> **TEXT**
start

- HD DVD cover
- Directed by: Joone
- Written by: Josey Short (story) Max Massimo (screenplay)
- Produced by: Joone; Samantha Lewis;
- Starring: Jesse Jane; Carmen Luvana; Janine; Teagan Presley; Devon; Jenaveve Jolie; Evan Stone;
- Cinematography: Joone
- Edited by: Joey Pulgadas
- Music by: Mr. Anderson Steven Berlin Christopher Hart
- Production company: Adam & Eve
- Distributed by: Digital Playground
- Release date: September 26, 2005;
- Running time: 129 minutes
- Country: United States
- Language: English
- Budget: ~$1 million

= Pirates (2005 film) =

2005 US pornographic action-adventure film

Pirates is a 2005 pornographic American action-adventure film written, produced, and directed by Joone, and produced by Digital Playground and Adam & Eve. The film, starring Jesse Jane, Carmen Luvana, Janine Lindemulder, Devon, Jenaveve Jolie, Teagan Presley, and Evan Stone, features many references to the mainstream Hollywood film Pirates of the Caribbean: The Curse of the Black Pearl.

Producer Samantha Lewis stated in an interview that Pirates was the most expensive pornographic film made to date, with a reported budget of well over $1 million.

A sequel, Pirates II: Stagnetti's Revenge, was made on an even bigger budget of $8 million, and it is considered the most expensive porn film ever produced.

Pirates was initially banned in Australia due to violent scenes, despite that they do not involve sex.

==Plot==
In 1763, Captain Edward Reynolds is hunting pirates, or at least trying to do so. He does not consider himself a great commander, and neither does most of his crew. Only his first officer Jules believes in him. When they save a young woman named Isabella from drowning, she tells them that her husband's ship has been destroyed by the feared Captain Victor Stagnetti and his crew of cutthroat pirates.

Reynolds and his crew go hunting for Stagnetti, who tries to find a map that leads to a powerful secret on an island somewhere in the Caribbean Sea. Stagnetti finds the secret "staff" unlocked by Isabella's husband Manuel.

After the crew escapes the spawn of darkness summoned by Stagnetti, their ship engages Stagnetti's in battle, ending Stagnetti's reign as a pirate.

end

> **EXERCISE TASKS**
1) According to the article on Pirates, who is the only member of Captain Reynolds's crew who believes in him?
2) Carry on the article on Pirates from the point where it stops.
The material that comes after this has no connection to the article on Pirates.

> **RAW DATA**
start

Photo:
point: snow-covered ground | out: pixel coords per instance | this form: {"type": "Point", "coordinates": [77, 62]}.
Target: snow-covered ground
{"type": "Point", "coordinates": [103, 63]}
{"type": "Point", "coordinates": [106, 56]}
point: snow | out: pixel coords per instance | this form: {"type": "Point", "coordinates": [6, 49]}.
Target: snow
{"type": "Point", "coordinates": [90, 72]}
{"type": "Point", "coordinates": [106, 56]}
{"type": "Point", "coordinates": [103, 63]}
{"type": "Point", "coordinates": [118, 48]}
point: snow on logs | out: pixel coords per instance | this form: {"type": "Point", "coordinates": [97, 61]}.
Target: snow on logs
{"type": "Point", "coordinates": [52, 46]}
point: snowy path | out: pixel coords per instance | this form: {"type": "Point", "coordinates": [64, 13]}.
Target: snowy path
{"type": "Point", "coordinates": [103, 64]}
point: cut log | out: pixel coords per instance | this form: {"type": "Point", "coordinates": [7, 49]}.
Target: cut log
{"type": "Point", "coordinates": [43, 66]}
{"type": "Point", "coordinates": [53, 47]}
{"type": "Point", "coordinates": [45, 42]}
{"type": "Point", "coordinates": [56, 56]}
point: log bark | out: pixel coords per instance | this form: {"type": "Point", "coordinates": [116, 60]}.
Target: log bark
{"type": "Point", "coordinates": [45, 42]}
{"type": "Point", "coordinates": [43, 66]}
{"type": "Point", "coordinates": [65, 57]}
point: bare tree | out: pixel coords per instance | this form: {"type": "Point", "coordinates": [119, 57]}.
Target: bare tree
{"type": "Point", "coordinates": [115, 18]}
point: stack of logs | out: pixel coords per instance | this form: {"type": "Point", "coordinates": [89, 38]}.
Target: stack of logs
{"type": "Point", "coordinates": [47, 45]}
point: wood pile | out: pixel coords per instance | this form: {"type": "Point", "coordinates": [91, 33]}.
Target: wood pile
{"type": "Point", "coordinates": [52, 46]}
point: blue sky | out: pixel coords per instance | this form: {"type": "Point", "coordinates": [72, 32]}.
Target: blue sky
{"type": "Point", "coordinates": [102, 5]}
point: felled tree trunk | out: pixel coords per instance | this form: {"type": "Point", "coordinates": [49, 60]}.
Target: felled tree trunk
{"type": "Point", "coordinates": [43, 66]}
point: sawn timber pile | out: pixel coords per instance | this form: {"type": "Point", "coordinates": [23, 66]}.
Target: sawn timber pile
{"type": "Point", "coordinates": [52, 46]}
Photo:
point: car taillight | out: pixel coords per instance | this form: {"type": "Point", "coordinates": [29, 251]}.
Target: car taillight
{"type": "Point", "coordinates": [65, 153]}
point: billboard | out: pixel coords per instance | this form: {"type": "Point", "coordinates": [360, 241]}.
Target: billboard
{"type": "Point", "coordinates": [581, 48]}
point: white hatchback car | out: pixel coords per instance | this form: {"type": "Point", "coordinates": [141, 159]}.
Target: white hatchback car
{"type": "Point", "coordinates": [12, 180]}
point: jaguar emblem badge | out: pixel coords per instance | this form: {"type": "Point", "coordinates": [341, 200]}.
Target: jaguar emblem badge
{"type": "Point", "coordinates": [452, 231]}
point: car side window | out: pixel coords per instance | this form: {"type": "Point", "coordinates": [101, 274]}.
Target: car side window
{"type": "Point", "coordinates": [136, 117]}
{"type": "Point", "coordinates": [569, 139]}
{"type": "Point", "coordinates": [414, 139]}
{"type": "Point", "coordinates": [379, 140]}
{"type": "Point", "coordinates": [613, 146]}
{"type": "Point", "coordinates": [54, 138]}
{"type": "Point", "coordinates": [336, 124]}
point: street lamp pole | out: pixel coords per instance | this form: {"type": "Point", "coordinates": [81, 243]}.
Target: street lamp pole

end

> **ANSWERS TO THE EXERCISE**
1) His first officer, Jules.

2)
==Cast==
- Jesse Jane as Jules
- Carmen Luvana as Isabella
- Janine Lindemulder as Serena
- Devon as Madelyn
- Teagan Presley as Christina
- Evan Stone as Captain Edward Reynolds
- Tommy Gunn as Captain Eric Victor Stagnetti
- Austyn Moore as Angelina
- Jenaveve Jolie as Pirate Dancer
- Matthew Stirling as Marco
- Kris Slater as Manuel Venezuela
- Matthew McBride as Wu Cho
- Steven J. Zmed as Count Erasanus Von Erectus
- Charmane Star as Wench #1
- Trina Michaels as Wench #2
- Austin Kincaid as Wench #3
- Jolie Harris as Wench #4

==Production==
The production was shot using high-definition digital video cameras and featured over 300 special effects shots. It also included an original music score, later released on a separate soundtrack CD, and was mastered in Dolby Digital 5.1 surround sound. Several scenes were shot on board , a replica of , in St. Petersburg, Florida. The owners of the ship were not aware of the true nature of the film, as they were advised that the film being made was a "Disney-type pirate film for families", a mistaken notion that would continue in video stores after its release.

The film was initially released as a three-disc DVD set (the movie on a standard video DVD, the movie again in a high definition (720P) Windows Media format, and a special features disc) priced as high as $70. An edited R-rated version of the film was released on DVD on July 11, 2006. Digital Playground also released an Original Motion Picture Soundtrack CD, a rarity among adult video releases.

The film was also released on Blu-ray Disc (containing only the X-rated version) and HD DVD as one of the first high-definition adult releases on an optical disc format.

== Sequel ==
Evan Stone reported on the extra DVD that there was going to be a sequel. In January 2007, it was reported that a sequel would be produced, directed by Joone and entitled Pirates II. A first teaser trailer was presented during the 2007 AVN Adult Entertainment Expo in Las Vegas, Nevada.

In March 2008, Digital Playground announced that the sequel would star Belladonna along with Jesse Jane, Evan Stone and many other performers from the first movie, and that it would be released in September 2008.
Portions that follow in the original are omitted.